* Problem requirements
Turn the lines from the one containing "Where in the photo above" through the one containing "[16,153,505,597]", both included, into a numbered list. Omit any blank lines.

* Source material
★ ★ ★ ★ ★ ★ ★
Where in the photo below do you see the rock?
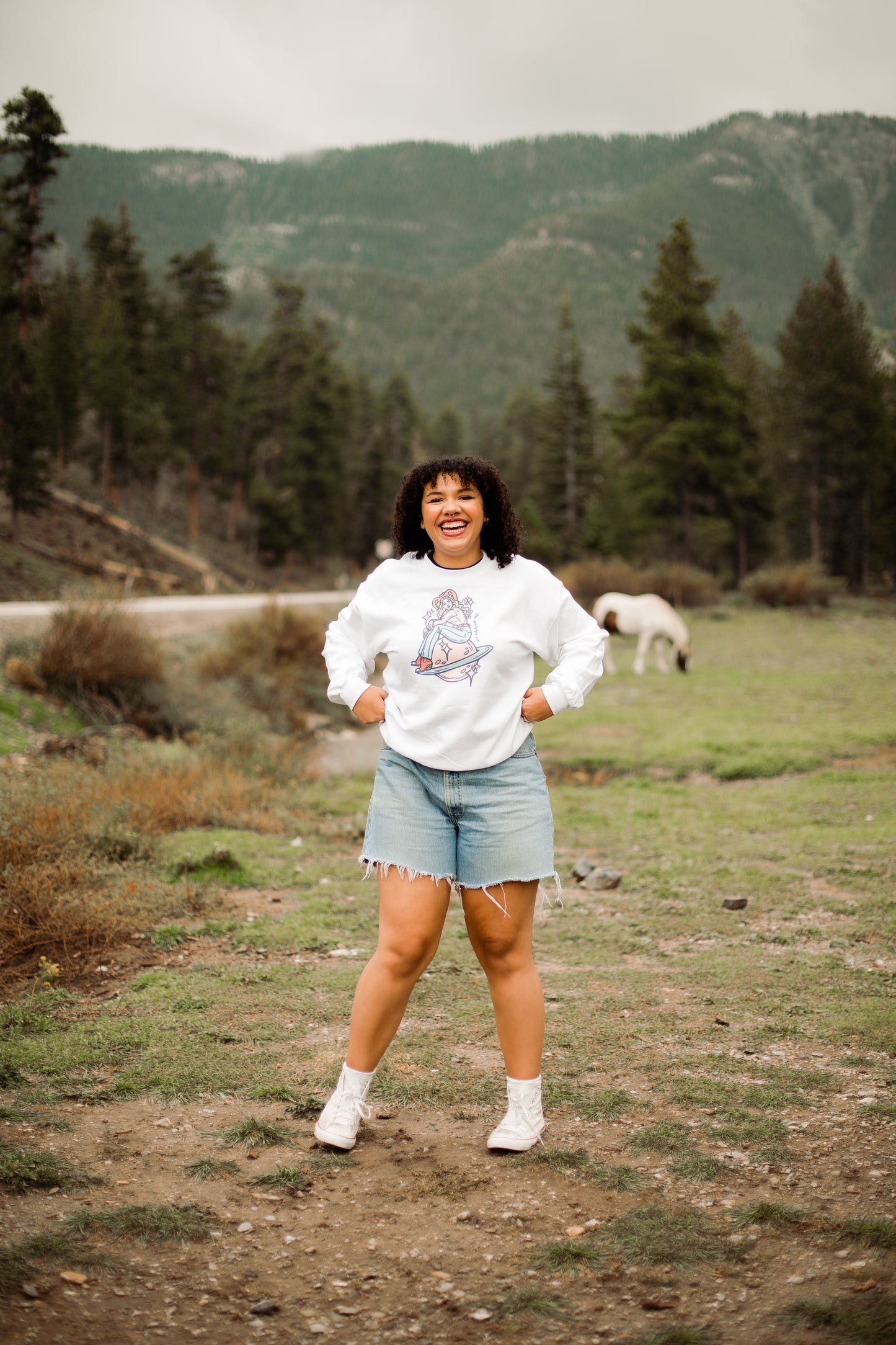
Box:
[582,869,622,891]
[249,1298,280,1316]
★ ★ ★ ★ ★ ★ ★
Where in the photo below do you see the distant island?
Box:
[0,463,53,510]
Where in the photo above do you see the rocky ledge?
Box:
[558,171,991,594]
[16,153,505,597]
★ ★ ★ ★ ★ ★ ★
* The completed task
1. Where in the photo above do you see the rocky ledge?
2. Box:
3. [558,171,991,594]
4. [16,153,505,597]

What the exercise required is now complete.